- _About this exercise_: Each line of the listing below must be set down exactly.
******************************
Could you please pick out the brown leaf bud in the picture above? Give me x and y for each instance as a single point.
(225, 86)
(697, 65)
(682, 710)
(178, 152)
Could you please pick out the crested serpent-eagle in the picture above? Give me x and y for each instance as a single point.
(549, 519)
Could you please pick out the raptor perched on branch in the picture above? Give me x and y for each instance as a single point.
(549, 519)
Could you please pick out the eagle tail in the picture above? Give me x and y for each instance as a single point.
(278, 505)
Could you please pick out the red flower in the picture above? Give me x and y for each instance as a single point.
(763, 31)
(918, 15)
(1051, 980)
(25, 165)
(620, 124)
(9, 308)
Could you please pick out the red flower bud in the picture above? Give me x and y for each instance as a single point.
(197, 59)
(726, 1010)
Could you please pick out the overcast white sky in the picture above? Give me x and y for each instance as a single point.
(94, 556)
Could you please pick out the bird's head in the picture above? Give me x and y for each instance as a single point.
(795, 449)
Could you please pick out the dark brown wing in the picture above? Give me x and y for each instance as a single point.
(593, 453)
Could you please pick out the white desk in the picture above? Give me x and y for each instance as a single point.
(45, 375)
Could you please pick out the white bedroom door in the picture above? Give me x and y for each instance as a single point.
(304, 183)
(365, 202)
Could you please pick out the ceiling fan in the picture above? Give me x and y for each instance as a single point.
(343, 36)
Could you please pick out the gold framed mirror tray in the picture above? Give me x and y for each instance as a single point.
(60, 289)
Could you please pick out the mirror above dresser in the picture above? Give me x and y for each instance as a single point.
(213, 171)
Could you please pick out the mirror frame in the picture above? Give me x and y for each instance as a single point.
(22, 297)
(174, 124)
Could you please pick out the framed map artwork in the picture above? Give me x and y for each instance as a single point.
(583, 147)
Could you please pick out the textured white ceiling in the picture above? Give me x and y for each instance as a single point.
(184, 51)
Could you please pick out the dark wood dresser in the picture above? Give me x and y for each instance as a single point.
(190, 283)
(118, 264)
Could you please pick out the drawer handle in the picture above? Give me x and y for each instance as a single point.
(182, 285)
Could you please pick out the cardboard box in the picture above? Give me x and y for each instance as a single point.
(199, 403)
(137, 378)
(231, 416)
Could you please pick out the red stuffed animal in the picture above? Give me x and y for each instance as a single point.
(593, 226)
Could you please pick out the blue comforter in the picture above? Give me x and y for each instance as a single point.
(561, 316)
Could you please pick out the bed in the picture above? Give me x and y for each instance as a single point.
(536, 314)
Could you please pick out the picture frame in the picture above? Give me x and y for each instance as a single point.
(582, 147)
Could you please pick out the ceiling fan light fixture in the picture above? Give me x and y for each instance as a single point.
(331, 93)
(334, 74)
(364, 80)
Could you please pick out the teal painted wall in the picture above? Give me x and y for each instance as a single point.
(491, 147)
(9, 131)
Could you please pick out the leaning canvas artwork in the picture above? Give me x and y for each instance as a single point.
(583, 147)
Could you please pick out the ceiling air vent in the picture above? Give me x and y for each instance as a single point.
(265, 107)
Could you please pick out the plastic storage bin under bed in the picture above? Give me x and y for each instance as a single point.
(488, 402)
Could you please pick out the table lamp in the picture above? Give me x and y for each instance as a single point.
******************************
- _Response area_:
Could you please pick out the brown leaf bud in the picture above? Give me x and y for each instance as a single point.
(225, 86)
(697, 65)
(682, 710)
(178, 152)
Could you please pick out the crested serpent-eagle in the picture above? Give me x and y for each instance as a single point.
(549, 519)
Could you please pick out the raptor perched on branch in the picture above? Give me x and y for each instance as a single point.
(549, 519)
Could you please pick out the eagle tail in the picture above? Give me x and y for each instance as a single point.
(278, 505)
Could you please pick out the red flower in the picture above? Give me x and y for each instance as a single point.
(763, 31)
(918, 15)
(1051, 980)
(25, 165)
(620, 124)
(9, 308)
Could you please pick out the red flower bud in the picture above? Give me x and y for each instance as a single point.
(197, 59)
(726, 1010)
Could you please pick out the overcast white sky in the picture above? Give me x and y for each instance as a single point.
(94, 556)
Could you please pick out the bird's head in the picture above? Give me x and y for each instance as a single point.
(795, 449)
Could you please pick out the dark brown wing in the picture above? Give me x and y for each instance as a single point.
(593, 453)
Could you please pick out the white desk in the picture above? Give me x and y for each instance as a single point.
(45, 375)
Could you please pick out the white bedroom door in the picture above? Give me x and y for each instance as a single point.
(304, 183)
(365, 202)
Could you please pick out the ceiling fan in the picture above? Give me x and y for each instance as a single point.
(343, 36)
Could you please pick out the gold framed mirror tray in the picture above? Give me x and y for each instance as a single point.
(60, 289)
Could you please pick out the mirror above dresser in the picture above? Give me x and y for each instance as a single point.
(213, 171)
Could you please pick out the mirror frame in the picture above? Give me x and y for each instance as a single point.
(22, 297)
(174, 124)
Could you please pick out the framed map artwork in the picture above? Give me x and y for each instance as a single point.
(583, 147)
Could you please pick out the textured white ceiling in the picture above? Give me x and y for each instance as a single point.
(184, 51)
Could you please pick out the dark wood dresser in the picture above? Give me x and y for each instance as a single point.
(190, 283)
(118, 264)
Could you please pick out the drawer handle in the picture above? Give me x and y for each instance as a single point.
(182, 285)
Could you please pick out the cardboard box in the picture above? Give me x and y for each instance as a single point.
(199, 403)
(137, 378)
(231, 416)
Could you please pick out the red stuffed animal in the picture above? Give me x and y for each instance as a single point.
(593, 226)
Could you please pick out the blue comforter in the picture above? Give me x and y for each instance as a single point.
(561, 316)
Could you please pick out the bed in the picture above? Give me x and y for each instance as a single point.
(536, 314)
Could you please pick out the picture frame in the picture above? Give me x and y for each instance as a single point.
(582, 147)
Could you please pick out the ceiling fan light fixture in the picture above? Give me x and y for each instance as a single point.
(331, 93)
(334, 74)
(364, 80)
Could you please pick out the teal painted wall in the picture above? Give me x and y for each instance as a single point.
(491, 147)
(9, 131)
Could you please pick out the leaning canvas artwork in the picture above? Give me x and y for each instance as a single point.
(583, 147)
Could you please pick out the ceiling air vent in the picture above? Give me x and y for each instance as a single point.
(265, 107)
Could you please pick out the plastic storage bin under bed in the picture above? Give me x and y for each instance as a single point.
(488, 402)
Could you please pick out the table lamp in the picture above? Give me x and y for each instance as a single point.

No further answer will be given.